● **Document segment**:
────────────────────
The IRS wants taxpayers living in rural communities to be aware of the earned income tax credit and correctly claim it if they qualify. Many qualified individuals and families who live in rural areas don’t claim the EITC. There are many reasons for this. They may:
- Think they are ineligible.
- Not know about the credit.
- Not think they made enough money to qualify.
- Worry about paying for tax preparation services.
The average household
income in many small towns and rural areas is below the national
average. Because of this, many of these taxpayers may qualify for EITC.
Here are some things that people living in these areas should remember
about the credit and how it can benefit them:
- Because it’s a refundable tax credit, those who qualify and claim the credit could pay less federal tax, pay no tax or even get a tax refund.
- An eligible taxpayer must have earned income from employment or owning a business or farm and meet basic rules.
- To get the credit, taxpayers must file a tax return, even if they don’t owe any tax or aren’t required to file.
────────────────────
● **Source material**:
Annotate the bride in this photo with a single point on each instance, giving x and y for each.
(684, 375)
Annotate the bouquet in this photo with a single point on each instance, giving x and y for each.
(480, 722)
────────────────────
● **Set exercise A**: According to the passage on the earned income tax credit, what reasons might keep qualified rural individuals and families from claiming the credit? List them all.
● **Set exercise B**: Extend the passage on the earned income tax credit, picking up after its final sentence.
The data bear no relation to the passage on the earned income tax credit.

● **Output A**:
- They think they are ineligible.
- They do not know about the credit.
- They do not think they made enough money to qualify.
- They worry about paying for tax preparation services.

● **Output B**:
- Single workers without a qualifying child who earn less than $15,010 may qualify for a smaller amount of the credit.
- There are special rules for individuals receiving disability benefits and for members of the military.
- The IRS recommends using the EITC Assistant on IRS.gov to determine eligibility and estimate the amount of credit.
Qualified taxpayers should consider claiming the EITC by filing electronically, which they can do:
- Through a qualified tax professional.
By law, the IRS cannot
issue refunds before mid-February for tax returns that claim the EITC or
the additional child tax credit. The law requires the IRS to hold the
entire refund — even the portion not associated with the EITC or ACTC.
The IRS expects the earliest EITC/ACTC related refunds to be available
in taxpayer bank accounts or on debit cards starting Feb. 27, 2018, if
these taxpayers choose direct deposit and there are no other issues with
their tax return.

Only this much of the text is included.